◆ TASK:
Answer these questions using the profile of Shrum Davis below.
1. How many employees did EIP have before the pandemic?
2. What was the title of the class Shrum Davis taught that compared COVID-19 to other pandemics?
3. In what field is Shrum Davis' second master's degree?

Shrum Davis said her team at EIP is outstanding, even though some have never even met in person.
“They have achieved incredible things. The CDC has been using our data, both in publications and to make policy decisions … (EIP’s employees have continued to) help each other out through these incredibly difficult past two years, and I couldn’t be more proud of them,” Shrum Davis said. “It’s an honor to work with this team.”
Lathrop noted Shrum Davis’ ability to expertly communicate and empathize, which she said may stem from Shrum Davis’ second master’s degree in counseling.
“I like to brag about her because she is an amazing employee and just a wonderful all-around person,” Lathrop said.
Although Shrum Davis was only at EIP for five days before the shutdown, Lathrop said she went to work right away afterward and set up a contract tracing system as well as taught others how to contract trace. EIP only had eight employees before the pandemic, and Shrum Davis later helped hire, train and supervise 12 new employees.
“I don’t think she realizes how amazing she is, but all the rest of us do … (She’s) utterly amazing at her job and we’re so, so happy to have her working for us,” Lathrop said.
Shrum Davis also found a love in teaching at UNM and serves as adjunct faculty at the College of Population Health. One of the classes she taught was called “Pandemics: Past & Present,” which compared the COVID-19 pandemic to other pandemics.
“I really love teaching both undergraduate and graduate students,” Shrum Davis said. “It's the thing that really energizes me. I love their energy; I love their questions. Whenever I look at my students, I’m like, ‘Oh, I can’t wait until they’re in the field and I’m working for them one day.’”
Looking forward, Shrum Davis wants to continue working with UNM’s “vibrant community” and hopes to attain a doctorate in the future.
“She’s bound for great things and (EIP is) glad to have her with us for as long as we can keep her,” Lathrop said.

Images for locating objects

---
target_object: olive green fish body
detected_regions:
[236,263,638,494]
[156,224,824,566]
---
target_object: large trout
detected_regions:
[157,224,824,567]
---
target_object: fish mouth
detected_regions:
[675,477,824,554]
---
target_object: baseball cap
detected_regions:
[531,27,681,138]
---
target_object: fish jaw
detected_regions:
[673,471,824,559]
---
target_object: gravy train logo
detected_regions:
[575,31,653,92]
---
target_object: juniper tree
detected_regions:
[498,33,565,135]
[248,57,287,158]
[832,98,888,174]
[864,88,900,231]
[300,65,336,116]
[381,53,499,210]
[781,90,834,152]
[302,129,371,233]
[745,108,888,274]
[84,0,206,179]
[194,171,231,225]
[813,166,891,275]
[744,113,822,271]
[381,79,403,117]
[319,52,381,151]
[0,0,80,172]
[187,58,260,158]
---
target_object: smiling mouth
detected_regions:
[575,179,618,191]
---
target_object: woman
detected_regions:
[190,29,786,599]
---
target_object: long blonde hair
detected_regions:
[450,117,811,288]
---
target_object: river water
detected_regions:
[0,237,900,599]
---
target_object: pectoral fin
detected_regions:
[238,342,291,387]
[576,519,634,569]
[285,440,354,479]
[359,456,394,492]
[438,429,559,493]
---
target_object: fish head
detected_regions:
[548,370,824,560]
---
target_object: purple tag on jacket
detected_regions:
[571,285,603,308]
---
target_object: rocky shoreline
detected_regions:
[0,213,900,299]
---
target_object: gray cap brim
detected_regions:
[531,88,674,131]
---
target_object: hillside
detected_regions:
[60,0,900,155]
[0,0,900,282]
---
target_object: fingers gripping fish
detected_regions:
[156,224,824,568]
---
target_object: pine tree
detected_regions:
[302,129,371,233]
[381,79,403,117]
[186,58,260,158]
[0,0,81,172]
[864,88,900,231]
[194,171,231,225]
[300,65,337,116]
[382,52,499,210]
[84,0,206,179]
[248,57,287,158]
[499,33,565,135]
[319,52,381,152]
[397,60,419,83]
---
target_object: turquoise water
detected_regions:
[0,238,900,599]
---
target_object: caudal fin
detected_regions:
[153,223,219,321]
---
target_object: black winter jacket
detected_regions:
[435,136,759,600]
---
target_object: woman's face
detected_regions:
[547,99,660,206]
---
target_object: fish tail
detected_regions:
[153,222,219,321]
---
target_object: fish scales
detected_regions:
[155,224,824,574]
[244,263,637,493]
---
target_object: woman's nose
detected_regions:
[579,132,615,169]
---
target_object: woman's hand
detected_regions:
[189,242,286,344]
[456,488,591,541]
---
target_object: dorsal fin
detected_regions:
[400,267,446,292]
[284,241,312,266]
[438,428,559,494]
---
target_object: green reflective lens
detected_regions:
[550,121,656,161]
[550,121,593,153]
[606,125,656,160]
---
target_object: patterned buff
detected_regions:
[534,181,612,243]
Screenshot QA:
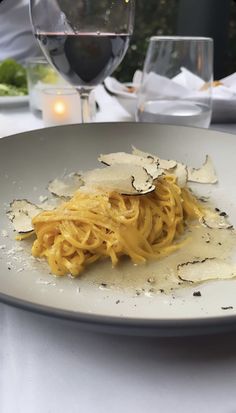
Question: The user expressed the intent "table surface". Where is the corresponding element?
[0,88,236,413]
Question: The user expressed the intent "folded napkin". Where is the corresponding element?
[105,67,236,123]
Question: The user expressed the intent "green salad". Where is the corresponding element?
[0,59,28,96]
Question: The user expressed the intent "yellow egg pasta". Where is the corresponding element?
[29,175,203,276]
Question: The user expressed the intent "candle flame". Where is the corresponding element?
[54,100,66,115]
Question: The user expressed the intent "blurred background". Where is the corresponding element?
[114,0,236,81]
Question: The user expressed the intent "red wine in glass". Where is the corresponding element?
[30,0,135,122]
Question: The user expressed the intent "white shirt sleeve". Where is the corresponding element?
[0,0,42,63]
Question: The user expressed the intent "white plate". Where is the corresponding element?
[0,123,236,335]
[0,95,29,106]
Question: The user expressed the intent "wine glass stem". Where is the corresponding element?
[80,92,92,123]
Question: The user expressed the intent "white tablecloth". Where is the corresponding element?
[0,90,236,413]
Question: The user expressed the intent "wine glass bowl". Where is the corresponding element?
[30,0,135,122]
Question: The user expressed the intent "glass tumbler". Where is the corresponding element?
[136,36,213,128]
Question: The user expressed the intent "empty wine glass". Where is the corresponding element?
[30,0,135,122]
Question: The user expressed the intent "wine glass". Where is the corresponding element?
[30,0,135,123]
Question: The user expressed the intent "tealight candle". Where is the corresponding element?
[42,88,81,126]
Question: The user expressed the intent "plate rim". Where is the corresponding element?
[0,122,236,337]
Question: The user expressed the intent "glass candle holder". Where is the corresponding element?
[42,88,81,126]
[26,57,68,115]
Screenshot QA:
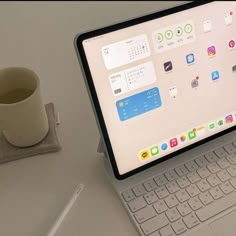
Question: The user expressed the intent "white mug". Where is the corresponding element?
[0,67,49,147]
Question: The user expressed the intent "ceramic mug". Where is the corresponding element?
[0,67,49,147]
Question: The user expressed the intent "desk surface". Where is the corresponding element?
[0,1,188,236]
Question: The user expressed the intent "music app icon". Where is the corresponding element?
[207,46,216,57]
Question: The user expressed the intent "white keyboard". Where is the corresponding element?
[121,141,236,236]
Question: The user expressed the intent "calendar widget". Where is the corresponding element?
[153,20,196,53]
[101,34,151,70]
[109,62,156,96]
[116,87,162,121]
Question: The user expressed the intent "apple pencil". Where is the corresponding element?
[47,184,84,236]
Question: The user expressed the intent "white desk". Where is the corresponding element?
[0,1,188,236]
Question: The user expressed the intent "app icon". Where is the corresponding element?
[184,24,193,34]
[175,27,183,37]
[156,33,163,43]
[170,138,178,147]
[169,86,178,98]
[164,61,173,72]
[140,150,150,161]
[165,30,173,40]
[228,39,235,49]
[225,115,233,124]
[196,125,206,136]
[203,20,212,33]
[119,102,124,107]
[186,53,195,64]
[208,122,216,130]
[191,76,199,88]
[232,65,236,73]
[180,135,187,143]
[161,143,168,151]
[188,130,197,140]
[151,146,159,156]
[217,119,224,126]
[207,46,216,57]
[224,12,233,25]
[211,70,220,80]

◆ EXERCISE OUTPUT:
1. Eight
2. "Pandemics: Past & Present"
3. Counseling